*** Begin section ***

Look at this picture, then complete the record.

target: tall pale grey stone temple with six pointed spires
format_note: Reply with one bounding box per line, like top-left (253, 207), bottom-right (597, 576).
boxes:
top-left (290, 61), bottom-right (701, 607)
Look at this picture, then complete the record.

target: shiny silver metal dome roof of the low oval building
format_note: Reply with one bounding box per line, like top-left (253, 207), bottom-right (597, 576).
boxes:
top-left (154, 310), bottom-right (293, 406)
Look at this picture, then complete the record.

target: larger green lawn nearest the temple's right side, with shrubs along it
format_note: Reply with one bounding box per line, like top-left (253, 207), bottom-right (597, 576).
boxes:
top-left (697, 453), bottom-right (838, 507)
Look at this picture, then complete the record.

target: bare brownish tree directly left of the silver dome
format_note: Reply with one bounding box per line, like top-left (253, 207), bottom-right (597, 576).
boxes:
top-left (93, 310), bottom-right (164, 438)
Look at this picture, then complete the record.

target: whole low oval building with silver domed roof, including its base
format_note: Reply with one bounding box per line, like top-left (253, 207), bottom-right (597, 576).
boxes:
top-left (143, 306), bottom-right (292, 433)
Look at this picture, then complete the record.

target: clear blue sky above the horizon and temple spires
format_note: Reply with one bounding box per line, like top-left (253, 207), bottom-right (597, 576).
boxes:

*** End section ***
*** Begin section ***

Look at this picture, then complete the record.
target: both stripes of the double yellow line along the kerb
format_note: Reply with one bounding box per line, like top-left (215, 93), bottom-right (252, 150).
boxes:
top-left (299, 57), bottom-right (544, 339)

*** End section ***
*** Begin section ***

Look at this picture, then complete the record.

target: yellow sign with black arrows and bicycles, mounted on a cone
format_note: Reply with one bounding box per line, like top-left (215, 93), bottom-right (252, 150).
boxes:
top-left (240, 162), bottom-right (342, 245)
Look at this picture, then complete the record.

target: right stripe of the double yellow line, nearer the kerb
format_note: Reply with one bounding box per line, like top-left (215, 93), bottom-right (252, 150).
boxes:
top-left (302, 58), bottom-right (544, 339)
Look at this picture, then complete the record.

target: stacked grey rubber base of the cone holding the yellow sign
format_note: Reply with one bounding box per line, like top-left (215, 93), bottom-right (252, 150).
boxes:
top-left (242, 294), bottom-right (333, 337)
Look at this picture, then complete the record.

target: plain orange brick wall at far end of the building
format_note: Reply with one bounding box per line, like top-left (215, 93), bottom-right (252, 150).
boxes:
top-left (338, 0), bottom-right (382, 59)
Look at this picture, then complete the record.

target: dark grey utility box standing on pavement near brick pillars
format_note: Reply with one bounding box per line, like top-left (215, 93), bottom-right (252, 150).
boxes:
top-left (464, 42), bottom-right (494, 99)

*** End section ***

» PROBLEM TO WORK ON
All lines carrying the word "grey" must be copied from the data above.

» ANSWER
target: tall pale grey stone temple with six pointed spires
target: stacked grey rubber base of the cone holding the yellow sign
target: dark grey utility box standing on pavement near brick pillars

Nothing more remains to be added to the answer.